Exercise description: How many lines in the items below contain the string "forest"? Reply with the number alone.

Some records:
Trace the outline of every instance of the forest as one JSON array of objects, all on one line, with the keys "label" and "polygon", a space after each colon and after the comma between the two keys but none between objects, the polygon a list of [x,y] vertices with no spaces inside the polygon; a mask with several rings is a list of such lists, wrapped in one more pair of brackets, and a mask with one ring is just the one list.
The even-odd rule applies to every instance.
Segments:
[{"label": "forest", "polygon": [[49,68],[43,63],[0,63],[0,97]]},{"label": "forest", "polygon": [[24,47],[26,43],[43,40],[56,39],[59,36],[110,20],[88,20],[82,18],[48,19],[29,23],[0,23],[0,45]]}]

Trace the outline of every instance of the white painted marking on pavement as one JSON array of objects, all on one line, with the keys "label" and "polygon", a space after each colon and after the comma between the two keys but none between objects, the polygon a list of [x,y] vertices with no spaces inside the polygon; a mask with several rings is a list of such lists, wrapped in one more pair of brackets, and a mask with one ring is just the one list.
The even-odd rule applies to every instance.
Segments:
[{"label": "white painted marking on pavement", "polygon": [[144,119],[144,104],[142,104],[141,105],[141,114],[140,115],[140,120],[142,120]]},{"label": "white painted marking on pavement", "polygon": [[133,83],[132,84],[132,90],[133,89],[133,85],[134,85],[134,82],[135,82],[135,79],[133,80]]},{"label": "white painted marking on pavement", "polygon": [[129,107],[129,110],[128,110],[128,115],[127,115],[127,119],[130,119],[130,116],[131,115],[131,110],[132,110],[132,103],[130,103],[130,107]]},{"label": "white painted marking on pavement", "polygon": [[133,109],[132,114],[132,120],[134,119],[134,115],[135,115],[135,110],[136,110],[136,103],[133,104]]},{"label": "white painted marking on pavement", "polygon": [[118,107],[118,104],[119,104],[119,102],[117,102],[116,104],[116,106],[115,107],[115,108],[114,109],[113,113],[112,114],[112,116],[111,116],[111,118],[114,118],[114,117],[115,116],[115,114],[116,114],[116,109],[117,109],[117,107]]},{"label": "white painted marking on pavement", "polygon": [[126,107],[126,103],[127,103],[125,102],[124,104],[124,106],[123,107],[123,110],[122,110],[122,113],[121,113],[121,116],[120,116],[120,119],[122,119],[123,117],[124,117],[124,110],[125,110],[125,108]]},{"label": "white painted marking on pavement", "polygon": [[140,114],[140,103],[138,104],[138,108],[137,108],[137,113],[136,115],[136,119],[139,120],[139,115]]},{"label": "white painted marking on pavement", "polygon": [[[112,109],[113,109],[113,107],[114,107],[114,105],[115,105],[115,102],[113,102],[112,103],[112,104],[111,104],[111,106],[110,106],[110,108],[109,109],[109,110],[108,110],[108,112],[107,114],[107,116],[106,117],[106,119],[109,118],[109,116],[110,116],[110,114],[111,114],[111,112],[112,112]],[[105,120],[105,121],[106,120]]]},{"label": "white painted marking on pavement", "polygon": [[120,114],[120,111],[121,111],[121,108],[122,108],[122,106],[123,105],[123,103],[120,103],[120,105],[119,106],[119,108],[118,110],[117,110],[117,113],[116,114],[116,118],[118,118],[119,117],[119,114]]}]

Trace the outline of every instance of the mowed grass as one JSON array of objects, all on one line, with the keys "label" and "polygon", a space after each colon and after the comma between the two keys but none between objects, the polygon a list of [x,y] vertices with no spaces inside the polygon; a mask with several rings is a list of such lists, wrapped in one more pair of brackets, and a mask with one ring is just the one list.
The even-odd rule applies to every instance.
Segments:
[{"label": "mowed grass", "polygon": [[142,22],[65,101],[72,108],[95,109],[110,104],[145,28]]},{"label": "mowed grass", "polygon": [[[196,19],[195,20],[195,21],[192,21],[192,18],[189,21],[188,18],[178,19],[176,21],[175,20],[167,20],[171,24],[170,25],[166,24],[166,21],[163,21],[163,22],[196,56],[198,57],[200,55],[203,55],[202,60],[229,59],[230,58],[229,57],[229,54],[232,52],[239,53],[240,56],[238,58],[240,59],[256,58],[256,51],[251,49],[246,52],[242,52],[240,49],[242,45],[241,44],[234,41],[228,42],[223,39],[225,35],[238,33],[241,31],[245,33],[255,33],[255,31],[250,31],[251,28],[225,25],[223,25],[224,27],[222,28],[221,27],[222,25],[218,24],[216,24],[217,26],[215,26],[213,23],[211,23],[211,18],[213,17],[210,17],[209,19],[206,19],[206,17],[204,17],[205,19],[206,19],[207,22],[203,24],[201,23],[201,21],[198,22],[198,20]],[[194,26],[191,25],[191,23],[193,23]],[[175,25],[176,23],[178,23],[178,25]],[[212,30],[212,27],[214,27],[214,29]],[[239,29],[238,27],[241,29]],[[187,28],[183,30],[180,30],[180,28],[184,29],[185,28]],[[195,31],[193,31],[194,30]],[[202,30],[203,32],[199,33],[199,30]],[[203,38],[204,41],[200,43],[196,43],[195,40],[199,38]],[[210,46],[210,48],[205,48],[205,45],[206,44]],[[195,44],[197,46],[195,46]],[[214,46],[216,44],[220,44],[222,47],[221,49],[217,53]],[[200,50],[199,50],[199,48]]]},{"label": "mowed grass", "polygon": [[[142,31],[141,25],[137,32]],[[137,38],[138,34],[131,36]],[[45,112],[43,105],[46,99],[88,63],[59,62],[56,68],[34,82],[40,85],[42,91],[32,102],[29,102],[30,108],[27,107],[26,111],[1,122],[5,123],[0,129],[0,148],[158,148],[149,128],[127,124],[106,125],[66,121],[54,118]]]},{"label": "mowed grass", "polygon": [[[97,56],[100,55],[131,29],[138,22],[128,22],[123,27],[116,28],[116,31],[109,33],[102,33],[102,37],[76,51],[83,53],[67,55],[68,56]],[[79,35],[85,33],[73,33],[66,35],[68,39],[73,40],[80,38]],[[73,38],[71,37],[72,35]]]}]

Task result: 2